Dataset rows on where objects appear
┄┄┄┄┄┄┄┄┄┄┄┄┄┄┄┄┄┄┄┄

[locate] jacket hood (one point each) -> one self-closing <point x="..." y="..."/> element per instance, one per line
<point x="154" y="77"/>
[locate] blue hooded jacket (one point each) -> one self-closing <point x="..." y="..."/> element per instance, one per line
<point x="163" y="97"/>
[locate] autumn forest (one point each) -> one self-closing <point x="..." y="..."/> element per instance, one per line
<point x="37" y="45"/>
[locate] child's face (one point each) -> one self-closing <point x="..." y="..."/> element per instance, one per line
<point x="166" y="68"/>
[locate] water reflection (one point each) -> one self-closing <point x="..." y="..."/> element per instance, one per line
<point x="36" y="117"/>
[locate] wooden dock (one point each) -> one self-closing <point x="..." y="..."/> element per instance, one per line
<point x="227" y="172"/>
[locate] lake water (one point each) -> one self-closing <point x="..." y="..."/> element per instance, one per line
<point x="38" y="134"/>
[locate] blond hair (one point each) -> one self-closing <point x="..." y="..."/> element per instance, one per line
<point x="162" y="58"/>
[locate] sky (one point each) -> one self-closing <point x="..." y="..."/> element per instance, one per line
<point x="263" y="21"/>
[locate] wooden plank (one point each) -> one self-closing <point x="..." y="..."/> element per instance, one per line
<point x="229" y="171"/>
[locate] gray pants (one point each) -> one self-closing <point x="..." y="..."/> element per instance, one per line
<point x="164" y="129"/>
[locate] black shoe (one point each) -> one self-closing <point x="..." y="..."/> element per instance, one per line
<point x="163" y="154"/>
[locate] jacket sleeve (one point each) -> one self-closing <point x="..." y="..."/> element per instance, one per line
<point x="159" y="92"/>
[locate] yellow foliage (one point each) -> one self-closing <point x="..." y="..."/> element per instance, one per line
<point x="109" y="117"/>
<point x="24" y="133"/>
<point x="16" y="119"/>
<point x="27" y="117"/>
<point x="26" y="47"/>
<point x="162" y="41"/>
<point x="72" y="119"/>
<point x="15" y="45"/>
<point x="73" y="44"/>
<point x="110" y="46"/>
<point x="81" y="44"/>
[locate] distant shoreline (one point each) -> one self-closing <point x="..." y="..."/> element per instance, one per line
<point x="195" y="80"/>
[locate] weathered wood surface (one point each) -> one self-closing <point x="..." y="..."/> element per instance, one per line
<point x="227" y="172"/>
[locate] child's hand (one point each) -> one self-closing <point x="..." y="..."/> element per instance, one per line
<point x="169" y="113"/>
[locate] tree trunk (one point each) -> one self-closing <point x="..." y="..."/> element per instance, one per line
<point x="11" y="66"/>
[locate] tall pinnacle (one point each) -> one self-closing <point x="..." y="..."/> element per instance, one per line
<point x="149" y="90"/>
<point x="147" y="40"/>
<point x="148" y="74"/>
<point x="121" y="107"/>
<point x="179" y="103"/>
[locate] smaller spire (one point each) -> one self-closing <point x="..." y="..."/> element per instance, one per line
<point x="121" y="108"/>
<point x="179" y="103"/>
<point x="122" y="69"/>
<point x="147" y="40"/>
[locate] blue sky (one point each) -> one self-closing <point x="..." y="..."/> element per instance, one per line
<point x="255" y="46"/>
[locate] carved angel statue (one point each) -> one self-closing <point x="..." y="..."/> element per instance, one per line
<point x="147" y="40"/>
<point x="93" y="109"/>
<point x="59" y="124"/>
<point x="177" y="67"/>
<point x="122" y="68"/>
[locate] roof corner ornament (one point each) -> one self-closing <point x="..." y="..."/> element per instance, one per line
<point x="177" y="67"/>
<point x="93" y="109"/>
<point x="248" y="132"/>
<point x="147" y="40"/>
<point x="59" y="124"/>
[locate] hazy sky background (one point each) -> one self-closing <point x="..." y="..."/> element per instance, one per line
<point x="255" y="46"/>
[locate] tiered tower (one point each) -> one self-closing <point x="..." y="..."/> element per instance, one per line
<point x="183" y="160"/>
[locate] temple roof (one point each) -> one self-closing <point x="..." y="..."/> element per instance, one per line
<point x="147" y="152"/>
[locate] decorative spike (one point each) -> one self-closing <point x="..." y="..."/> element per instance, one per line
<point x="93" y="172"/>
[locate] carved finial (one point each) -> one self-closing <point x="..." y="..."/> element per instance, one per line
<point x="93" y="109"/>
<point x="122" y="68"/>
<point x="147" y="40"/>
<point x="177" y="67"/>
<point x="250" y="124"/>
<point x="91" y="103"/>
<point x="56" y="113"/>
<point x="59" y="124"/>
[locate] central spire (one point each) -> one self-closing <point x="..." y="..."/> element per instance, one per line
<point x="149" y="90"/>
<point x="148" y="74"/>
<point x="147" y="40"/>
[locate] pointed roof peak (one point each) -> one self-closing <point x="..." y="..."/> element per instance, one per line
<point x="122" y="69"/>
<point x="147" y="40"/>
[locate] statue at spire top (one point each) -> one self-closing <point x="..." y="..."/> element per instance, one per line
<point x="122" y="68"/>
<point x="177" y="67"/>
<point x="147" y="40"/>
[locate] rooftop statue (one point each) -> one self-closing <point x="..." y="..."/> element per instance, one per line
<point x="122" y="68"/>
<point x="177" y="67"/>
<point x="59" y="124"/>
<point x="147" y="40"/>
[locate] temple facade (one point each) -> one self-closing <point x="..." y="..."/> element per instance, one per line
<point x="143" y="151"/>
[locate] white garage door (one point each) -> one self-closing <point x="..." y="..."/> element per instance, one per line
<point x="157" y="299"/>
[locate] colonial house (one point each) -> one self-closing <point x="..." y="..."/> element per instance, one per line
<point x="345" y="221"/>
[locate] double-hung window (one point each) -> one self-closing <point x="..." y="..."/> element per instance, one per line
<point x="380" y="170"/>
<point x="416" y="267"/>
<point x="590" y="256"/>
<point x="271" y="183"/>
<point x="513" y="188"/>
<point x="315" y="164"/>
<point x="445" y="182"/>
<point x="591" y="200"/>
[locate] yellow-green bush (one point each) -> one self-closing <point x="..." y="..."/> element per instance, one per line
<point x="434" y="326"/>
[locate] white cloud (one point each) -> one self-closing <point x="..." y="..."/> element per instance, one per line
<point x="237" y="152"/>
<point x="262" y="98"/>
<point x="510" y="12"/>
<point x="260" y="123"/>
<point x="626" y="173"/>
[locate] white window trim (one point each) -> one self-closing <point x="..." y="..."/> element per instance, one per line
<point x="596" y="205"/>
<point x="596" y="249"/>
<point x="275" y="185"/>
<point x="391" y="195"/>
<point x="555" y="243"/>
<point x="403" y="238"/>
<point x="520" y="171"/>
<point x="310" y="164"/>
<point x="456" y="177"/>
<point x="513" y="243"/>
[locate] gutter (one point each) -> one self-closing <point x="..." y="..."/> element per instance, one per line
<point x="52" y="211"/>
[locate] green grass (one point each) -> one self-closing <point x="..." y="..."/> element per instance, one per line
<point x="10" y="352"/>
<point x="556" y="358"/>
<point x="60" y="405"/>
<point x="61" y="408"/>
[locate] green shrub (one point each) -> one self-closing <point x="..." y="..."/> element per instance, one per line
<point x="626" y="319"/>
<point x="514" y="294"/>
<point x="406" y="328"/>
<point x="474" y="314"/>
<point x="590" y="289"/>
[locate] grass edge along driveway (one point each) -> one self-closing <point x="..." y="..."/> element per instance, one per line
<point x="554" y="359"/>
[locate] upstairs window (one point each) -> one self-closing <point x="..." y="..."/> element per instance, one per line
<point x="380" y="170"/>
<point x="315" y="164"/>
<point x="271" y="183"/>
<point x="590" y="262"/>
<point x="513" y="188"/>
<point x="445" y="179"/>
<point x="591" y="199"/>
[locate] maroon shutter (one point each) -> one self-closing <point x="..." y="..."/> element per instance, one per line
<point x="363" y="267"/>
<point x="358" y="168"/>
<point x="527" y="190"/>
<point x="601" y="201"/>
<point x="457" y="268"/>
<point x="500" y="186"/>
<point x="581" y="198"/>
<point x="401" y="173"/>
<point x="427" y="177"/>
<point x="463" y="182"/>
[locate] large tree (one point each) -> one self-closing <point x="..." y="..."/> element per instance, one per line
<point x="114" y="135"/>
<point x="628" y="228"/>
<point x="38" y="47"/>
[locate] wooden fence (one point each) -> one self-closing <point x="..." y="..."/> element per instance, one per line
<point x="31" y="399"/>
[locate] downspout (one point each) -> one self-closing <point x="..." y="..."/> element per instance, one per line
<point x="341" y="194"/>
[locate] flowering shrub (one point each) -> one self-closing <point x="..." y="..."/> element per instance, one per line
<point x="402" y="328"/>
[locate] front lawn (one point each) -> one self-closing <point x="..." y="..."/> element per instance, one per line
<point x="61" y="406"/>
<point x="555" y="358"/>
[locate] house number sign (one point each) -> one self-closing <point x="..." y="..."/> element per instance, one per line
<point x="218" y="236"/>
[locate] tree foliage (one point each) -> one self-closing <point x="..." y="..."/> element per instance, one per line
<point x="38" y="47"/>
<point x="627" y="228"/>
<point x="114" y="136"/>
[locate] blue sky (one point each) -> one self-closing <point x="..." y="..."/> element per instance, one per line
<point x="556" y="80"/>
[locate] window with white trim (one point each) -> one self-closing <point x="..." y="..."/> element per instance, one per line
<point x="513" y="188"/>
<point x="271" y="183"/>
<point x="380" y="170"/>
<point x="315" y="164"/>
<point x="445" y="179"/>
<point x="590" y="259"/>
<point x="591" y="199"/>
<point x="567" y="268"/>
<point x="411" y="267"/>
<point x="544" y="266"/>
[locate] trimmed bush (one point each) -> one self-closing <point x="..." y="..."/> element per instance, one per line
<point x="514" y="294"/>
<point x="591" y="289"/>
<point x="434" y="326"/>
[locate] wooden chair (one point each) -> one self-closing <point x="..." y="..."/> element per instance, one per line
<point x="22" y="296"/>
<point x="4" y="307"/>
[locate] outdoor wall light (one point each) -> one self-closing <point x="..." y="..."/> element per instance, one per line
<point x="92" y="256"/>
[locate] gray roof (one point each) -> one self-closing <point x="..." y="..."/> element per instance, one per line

┄┄┄┄┄┄┄┄┄┄┄┄┄┄┄┄┄┄┄┄

* [TASK TO CARRY OUT] Locate the line that contains "[locate] wooden fence", then please quote it and every line after it to the end of the entries above, exactly and with nothing else.

* [CORRECT RESPONSE]
[locate] wooden fence (one point each) -> one self-closing <point x="..." y="..."/> element per instance, one per line
<point x="31" y="399"/>
[locate] downspout (one point each) -> one self-closing <point x="..." y="..."/> element per instance, one per line
<point x="341" y="194"/>
[locate] flowering shrub (one point each) -> one self-closing <point x="..." y="..."/> element per instance, one per line
<point x="402" y="328"/>
[locate] front lawn (one point each) -> one self-closing <point x="..." y="..."/> element per instance, one per line
<point x="61" y="406"/>
<point x="555" y="358"/>
[locate] house number sign (one point each) -> one self-closing <point x="..." y="..."/> element per instance, one per line
<point x="218" y="236"/>
[locate] tree foliage (one point each) -> one self-closing <point x="..." y="..."/> element per instance, one per line
<point x="38" y="47"/>
<point x="627" y="228"/>
<point x="114" y="136"/>
[locate] blue sky (one point each) -> one self-closing <point x="..." y="..."/> element per instance, one per line
<point x="556" y="80"/>
[locate] window with white trim (one point each) -> one self-closing <point x="..." y="..."/> element per instance, one per line
<point x="513" y="188"/>
<point x="271" y="183"/>
<point x="380" y="170"/>
<point x="315" y="164"/>
<point x="445" y="179"/>
<point x="590" y="259"/>
<point x="591" y="199"/>
<point x="567" y="268"/>
<point x="411" y="267"/>
<point x="544" y="266"/>
[locate] trimmed bush (one point each) -> one self-closing <point x="..." y="..."/> element per instance, one per line
<point x="514" y="294"/>
<point x="591" y="289"/>
<point x="434" y="326"/>
[locate] wooden chair (one point each) -> one self-closing <point x="..." y="..."/> element per instance, one per line
<point x="22" y="296"/>
<point x="4" y="307"/>
[locate] outdoor wall light (one point each) -> one self-closing <point x="..." y="..."/> element per instance, one per line
<point x="92" y="256"/>
[locate] gray roof (one point each) -> one self-closing <point x="..." y="..."/> element per instance, one per line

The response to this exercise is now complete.